» Work item
Only the lines from the one containing "Pop quiz! Can you mark the grass with" through the end of the data below should be copied, each exactly as written and with both ends kept.

» Provided records
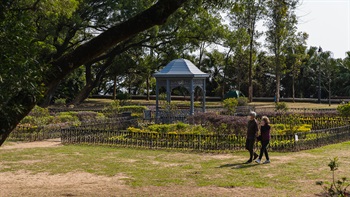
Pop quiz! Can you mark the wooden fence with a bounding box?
[60,124,350,152]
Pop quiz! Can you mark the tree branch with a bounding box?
[44,0,188,93]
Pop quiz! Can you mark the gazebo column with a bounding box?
[155,80,159,120]
[190,79,194,115]
[166,79,171,103]
[202,79,206,113]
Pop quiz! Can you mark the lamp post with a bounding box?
[317,46,322,104]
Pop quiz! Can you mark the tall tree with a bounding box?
[282,32,308,101]
[318,51,340,106]
[229,0,265,102]
[265,0,298,102]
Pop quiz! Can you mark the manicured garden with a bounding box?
[8,100,350,153]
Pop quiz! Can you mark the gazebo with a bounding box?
[153,59,209,119]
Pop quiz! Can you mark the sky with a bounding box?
[296,0,350,59]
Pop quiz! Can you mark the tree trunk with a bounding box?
[113,75,117,100]
[0,91,36,146]
[248,32,254,103]
[69,62,111,105]
[67,63,93,106]
[292,73,295,103]
[328,78,331,106]
[86,64,92,84]
[275,55,280,103]
[37,82,61,107]
[146,74,150,101]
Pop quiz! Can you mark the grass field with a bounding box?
[1,140,350,196]
[83,98,339,109]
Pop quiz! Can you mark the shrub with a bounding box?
[337,102,350,117]
[148,124,174,133]
[116,93,131,105]
[188,112,247,135]
[21,116,35,125]
[119,106,148,113]
[76,111,99,121]
[21,106,54,126]
[96,113,106,121]
[30,106,50,117]
[128,122,208,134]
[275,102,288,112]
[271,123,312,135]
[223,98,238,115]
[316,157,350,196]
[54,98,66,106]
[55,114,79,123]
[102,100,148,117]
[176,122,188,130]
[35,116,54,126]
[102,100,120,117]
[52,112,80,126]
[127,127,143,133]
[272,124,286,131]
[162,102,178,111]
[237,97,249,106]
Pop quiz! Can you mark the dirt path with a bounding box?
[0,170,273,197]
[1,138,62,150]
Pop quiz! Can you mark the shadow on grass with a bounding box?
[218,162,259,169]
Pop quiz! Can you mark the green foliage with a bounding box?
[0,0,80,108]
[102,100,121,117]
[271,123,312,135]
[316,157,350,197]
[20,106,53,126]
[55,114,79,123]
[237,97,248,106]
[30,106,50,117]
[119,106,148,113]
[102,100,148,117]
[162,102,178,112]
[54,67,86,103]
[337,102,350,117]
[54,98,66,106]
[128,122,208,134]
[21,115,54,127]
[75,111,105,122]
[116,93,131,103]
[275,102,288,112]
[223,98,238,115]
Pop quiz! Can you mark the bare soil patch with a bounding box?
[0,171,277,197]
[1,138,62,150]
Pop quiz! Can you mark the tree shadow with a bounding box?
[218,162,259,169]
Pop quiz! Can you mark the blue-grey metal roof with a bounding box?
[153,59,209,78]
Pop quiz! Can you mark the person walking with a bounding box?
[245,111,259,164]
[255,116,271,164]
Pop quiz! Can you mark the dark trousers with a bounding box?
[259,140,270,160]
[245,138,256,161]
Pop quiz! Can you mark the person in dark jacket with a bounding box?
[255,116,271,164]
[245,111,259,164]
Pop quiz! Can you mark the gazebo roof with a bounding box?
[153,59,209,78]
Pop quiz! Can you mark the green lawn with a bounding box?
[1,141,350,196]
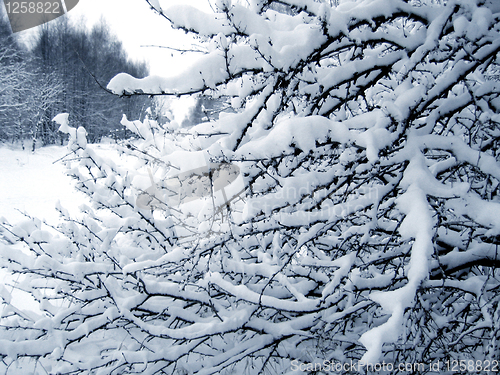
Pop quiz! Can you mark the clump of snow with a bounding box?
[148,0,162,12]
[453,15,469,37]
[52,113,70,133]
[466,6,493,40]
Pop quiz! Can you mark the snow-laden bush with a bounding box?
[1,0,500,373]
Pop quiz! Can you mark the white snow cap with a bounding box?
[148,0,162,12]
[52,113,70,133]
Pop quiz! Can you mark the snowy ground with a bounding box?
[0,144,85,224]
[0,144,89,313]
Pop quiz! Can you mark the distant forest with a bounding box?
[0,7,150,149]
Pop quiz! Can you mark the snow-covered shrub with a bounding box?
[1,0,500,373]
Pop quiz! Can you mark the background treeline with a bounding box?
[0,9,150,149]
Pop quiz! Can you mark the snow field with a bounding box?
[0,144,91,314]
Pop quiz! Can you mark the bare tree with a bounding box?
[28,67,64,150]
[0,12,31,145]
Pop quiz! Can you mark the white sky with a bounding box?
[67,0,211,76]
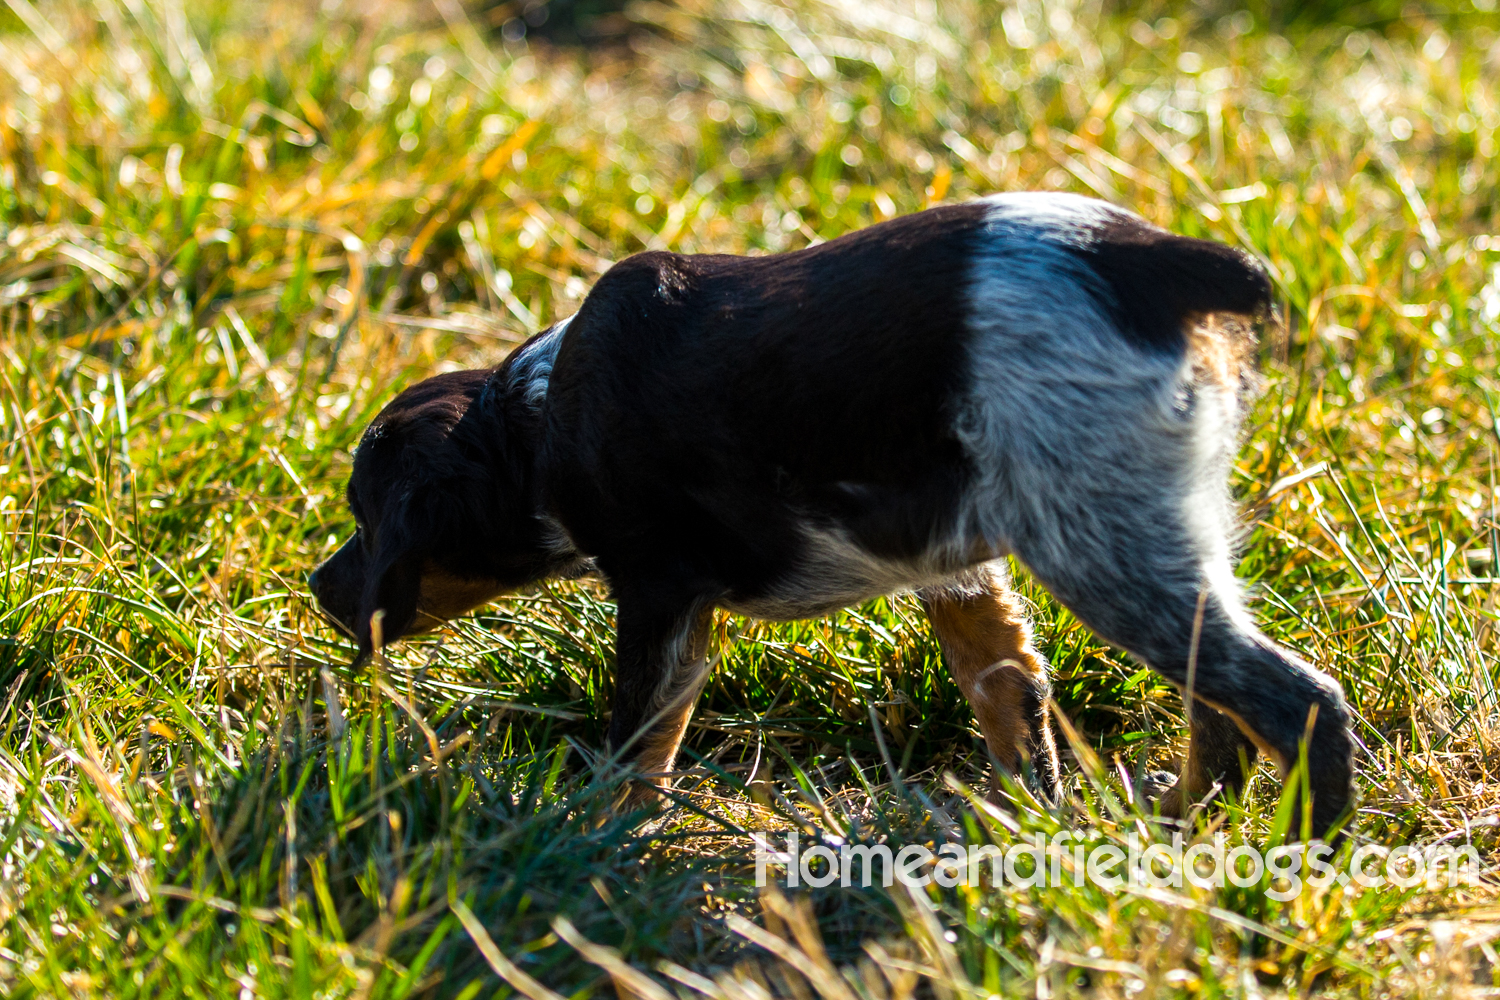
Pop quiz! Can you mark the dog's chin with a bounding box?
[406,608,462,637]
[321,602,479,663]
[320,605,436,657]
[556,556,598,581]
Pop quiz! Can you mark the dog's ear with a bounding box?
[353,514,427,663]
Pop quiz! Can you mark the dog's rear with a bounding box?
[958,194,1350,832]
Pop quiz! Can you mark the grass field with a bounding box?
[4,0,1500,995]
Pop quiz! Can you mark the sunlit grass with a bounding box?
[3,0,1500,995]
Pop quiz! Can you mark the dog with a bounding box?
[309,192,1354,836]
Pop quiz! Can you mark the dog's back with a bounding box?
[542,194,1273,618]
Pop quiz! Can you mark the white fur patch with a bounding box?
[508,315,571,409]
[977,191,1126,243]
[953,194,1253,633]
[510,317,582,561]
[721,524,985,621]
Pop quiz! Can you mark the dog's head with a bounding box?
[310,362,577,661]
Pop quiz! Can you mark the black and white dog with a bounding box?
[309,193,1353,835]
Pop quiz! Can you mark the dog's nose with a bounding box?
[308,564,326,601]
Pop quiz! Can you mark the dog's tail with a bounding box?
[1081,226,1275,354]
[1146,236,1272,320]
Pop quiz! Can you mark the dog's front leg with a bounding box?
[606,584,716,804]
[920,564,1061,802]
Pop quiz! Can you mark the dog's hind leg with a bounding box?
[960,287,1352,833]
[1000,487,1353,837]
[920,563,1060,801]
[606,582,716,803]
[1156,699,1259,817]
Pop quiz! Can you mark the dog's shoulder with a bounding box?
[575,250,701,322]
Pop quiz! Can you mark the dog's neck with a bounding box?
[493,319,588,576]
[503,317,570,415]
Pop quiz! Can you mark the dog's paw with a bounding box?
[1140,770,1183,815]
[983,767,1061,811]
[612,777,671,817]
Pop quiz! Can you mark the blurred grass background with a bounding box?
[4,0,1500,995]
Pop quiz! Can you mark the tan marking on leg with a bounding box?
[921,568,1056,793]
[631,700,699,784]
[1158,738,1218,818]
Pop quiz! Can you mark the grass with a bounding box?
[3,0,1500,995]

» Response to this task
Pop quiz! Can you mark the grass with a bounding box?
[3,0,1500,995]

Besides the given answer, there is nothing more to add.